Prompt A
Answer these questions about the newsletter:
(i) In which journal did Caroline Ross and Geoff Beach publish their new article?
(ii) Which organization named Steve Koester a fellow?
(iii) How long will Marie Rahne be on maternity leave?

Excerpt
[Start of section]
January 2017 Newsletter: Volume 4, Issue 1

A Message from the Director, Jian-Ping Wang

First of all, congratulations to Caroline Ross and Geoff Beach for their new article in Nature Materials on the first instance of current-induced switching in a magnetic insulator. It’s a truly exciting result. See our news feed for more details. 

More congratulations are due to Sachin Sapatnekar, who was recently named a 2016 fellow of the Association for Computing Machinery, and Steve Koester, who was recently named a fellow of IEEE. As someone who has seen their consistently excellent work in and out of C-SPIN, I am not surprised by these honors.

Second, please note that Marie Rahne, our hard-working Center Manager, will be on maternity leave for the next three months. Most of Marie’s duties will be filled by C-SPIN executive assistant Sylvia Hill. You can contact Mike Lotti about news and other communications items.
[End of section]
Prompt B
Reproduce the lines of the records verbatim, starting at the beginning of the records and ending at the line that contains "positive clicks: (205, 59)". Leave the pictures out of your reply.

Records for processing
[Start of section]
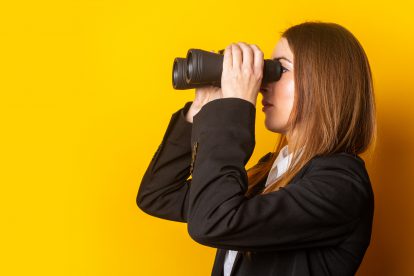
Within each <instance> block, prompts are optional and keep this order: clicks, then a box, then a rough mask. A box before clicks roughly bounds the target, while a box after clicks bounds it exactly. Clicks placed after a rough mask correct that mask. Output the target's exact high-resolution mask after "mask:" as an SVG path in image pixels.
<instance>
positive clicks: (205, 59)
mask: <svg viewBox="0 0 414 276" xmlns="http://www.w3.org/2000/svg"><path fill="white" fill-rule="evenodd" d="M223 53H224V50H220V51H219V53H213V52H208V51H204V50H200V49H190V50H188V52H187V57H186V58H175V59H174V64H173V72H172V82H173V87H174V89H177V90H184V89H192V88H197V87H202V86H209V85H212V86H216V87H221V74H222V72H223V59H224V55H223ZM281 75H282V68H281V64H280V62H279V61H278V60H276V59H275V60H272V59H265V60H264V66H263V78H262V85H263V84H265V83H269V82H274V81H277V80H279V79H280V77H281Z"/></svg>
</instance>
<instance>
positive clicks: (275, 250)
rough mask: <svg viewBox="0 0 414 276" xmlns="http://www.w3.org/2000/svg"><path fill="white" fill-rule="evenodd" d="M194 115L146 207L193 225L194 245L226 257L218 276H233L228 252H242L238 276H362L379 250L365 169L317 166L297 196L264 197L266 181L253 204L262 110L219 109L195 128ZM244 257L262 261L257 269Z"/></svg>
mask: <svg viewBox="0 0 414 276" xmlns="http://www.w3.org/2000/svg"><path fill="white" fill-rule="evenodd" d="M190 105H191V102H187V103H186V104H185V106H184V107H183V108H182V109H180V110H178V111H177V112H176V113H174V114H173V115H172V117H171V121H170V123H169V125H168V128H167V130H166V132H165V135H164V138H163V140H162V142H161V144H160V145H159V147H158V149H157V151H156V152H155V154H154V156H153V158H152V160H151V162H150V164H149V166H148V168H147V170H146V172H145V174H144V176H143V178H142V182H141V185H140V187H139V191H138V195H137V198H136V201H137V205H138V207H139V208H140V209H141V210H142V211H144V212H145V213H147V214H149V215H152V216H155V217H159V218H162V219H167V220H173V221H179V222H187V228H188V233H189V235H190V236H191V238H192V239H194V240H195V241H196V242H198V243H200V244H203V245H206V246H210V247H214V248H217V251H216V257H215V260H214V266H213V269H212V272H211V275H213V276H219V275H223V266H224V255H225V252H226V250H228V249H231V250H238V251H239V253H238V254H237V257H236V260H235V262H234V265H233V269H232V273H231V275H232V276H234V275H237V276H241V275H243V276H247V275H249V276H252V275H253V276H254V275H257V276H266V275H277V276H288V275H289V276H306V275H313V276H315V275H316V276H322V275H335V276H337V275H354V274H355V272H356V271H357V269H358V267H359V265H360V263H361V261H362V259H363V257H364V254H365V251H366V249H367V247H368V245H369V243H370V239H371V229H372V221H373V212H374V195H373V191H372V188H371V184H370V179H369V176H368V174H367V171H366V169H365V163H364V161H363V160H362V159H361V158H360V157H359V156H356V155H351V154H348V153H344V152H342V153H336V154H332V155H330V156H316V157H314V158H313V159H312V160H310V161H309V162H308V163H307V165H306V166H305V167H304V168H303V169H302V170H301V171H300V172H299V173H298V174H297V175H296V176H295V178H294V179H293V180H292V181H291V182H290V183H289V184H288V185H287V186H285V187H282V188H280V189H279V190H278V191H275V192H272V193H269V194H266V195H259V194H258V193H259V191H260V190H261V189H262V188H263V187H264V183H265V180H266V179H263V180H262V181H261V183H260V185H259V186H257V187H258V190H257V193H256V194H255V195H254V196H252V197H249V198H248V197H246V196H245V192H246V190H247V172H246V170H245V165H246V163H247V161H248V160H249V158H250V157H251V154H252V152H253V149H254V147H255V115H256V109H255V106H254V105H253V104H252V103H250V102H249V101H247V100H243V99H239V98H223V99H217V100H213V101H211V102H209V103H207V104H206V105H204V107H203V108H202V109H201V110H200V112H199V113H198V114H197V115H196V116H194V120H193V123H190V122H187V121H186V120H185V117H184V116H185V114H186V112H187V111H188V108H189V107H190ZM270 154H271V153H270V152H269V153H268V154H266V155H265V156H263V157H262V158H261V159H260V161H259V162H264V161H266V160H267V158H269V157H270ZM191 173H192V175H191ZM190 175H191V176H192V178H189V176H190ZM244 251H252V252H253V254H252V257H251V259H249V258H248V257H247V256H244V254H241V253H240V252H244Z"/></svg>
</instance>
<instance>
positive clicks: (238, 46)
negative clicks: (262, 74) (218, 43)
[End of section]
Task solution A
(i) Nature Materials
(ii) IEEE
(iii) Three months

Task solution B
Within each <instance> block, prompts are optional and keep this order: clicks, then a box, then a rough mask. A box before clicks roughly bounds the target, while a box after clicks bounds it exactly. Clicks placed after a rough mask correct that mask. Output the target's exact high-resolution mask after "mask:" as an SVG path in image pixels.
<instance>
positive clicks: (205, 59)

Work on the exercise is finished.